## [SUPPLIED ENTRIES]
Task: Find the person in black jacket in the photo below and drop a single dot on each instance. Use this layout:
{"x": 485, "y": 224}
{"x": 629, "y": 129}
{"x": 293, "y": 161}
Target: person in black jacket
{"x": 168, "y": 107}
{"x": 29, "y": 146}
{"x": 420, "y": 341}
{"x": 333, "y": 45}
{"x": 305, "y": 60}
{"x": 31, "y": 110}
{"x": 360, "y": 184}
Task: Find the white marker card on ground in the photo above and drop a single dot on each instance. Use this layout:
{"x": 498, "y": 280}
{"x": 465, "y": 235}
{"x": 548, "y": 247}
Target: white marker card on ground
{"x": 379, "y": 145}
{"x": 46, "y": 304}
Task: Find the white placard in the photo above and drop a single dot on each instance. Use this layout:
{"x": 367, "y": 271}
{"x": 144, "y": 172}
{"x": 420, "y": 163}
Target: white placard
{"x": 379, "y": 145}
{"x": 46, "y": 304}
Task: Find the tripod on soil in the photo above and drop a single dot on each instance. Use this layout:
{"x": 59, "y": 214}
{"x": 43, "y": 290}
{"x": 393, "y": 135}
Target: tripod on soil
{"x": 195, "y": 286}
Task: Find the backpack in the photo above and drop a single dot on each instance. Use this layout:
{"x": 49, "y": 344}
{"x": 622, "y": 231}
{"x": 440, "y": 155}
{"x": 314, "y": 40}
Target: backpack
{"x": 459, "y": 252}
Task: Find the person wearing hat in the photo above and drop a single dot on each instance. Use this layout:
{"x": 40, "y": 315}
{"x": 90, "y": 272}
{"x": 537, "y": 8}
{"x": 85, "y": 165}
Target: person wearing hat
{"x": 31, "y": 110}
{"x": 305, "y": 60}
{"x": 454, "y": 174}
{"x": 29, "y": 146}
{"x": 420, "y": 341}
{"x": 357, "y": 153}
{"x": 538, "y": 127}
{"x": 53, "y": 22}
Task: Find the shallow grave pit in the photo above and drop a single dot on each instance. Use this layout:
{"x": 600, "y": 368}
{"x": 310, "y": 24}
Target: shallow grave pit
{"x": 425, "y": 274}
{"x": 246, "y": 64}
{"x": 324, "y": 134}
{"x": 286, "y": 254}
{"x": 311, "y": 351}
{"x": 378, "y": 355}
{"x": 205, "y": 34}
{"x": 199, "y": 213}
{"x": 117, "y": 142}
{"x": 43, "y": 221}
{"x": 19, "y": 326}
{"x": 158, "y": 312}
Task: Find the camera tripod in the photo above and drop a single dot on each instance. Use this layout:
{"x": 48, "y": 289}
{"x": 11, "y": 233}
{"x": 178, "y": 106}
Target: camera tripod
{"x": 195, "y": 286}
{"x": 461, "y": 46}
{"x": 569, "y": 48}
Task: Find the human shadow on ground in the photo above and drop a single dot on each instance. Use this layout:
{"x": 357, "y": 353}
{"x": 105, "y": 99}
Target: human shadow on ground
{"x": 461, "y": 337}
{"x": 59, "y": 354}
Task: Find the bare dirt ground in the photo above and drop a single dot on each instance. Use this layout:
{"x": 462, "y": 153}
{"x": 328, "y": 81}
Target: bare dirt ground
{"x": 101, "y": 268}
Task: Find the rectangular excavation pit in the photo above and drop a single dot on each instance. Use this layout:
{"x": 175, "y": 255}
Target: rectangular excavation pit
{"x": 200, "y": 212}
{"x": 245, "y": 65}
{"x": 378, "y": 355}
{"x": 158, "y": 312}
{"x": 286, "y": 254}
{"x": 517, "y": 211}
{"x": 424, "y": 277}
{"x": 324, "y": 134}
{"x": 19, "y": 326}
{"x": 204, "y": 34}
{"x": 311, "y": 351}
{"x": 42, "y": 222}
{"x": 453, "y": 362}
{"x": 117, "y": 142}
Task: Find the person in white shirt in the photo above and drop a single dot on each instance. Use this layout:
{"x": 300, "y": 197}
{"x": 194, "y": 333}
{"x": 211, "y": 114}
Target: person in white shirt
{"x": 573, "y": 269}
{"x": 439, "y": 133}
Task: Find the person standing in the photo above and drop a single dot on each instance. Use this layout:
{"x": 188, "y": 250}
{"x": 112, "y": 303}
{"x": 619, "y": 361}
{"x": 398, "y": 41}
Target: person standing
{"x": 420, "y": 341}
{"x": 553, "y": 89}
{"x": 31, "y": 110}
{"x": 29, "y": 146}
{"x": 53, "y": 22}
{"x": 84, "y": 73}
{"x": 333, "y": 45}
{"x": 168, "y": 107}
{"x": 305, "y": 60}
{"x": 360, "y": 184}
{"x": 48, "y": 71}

## [PROBLEM DESCRIPTION]
Using the entries above, copy exactly the lines from the one containing "Task: Find the person standing" through the last, both included.

## [WRITTEN SOLUTION]
Task: Find the person standing in the photo above and drop a single dot on each instance. Use this layout:
{"x": 188, "y": 250}
{"x": 112, "y": 303}
{"x": 619, "y": 361}
{"x": 398, "y": 41}
Target: person standing
{"x": 420, "y": 341}
{"x": 553, "y": 89}
{"x": 31, "y": 110}
{"x": 29, "y": 146}
{"x": 53, "y": 22}
{"x": 84, "y": 73}
{"x": 333, "y": 45}
{"x": 168, "y": 107}
{"x": 305, "y": 60}
{"x": 360, "y": 184}
{"x": 48, "y": 71}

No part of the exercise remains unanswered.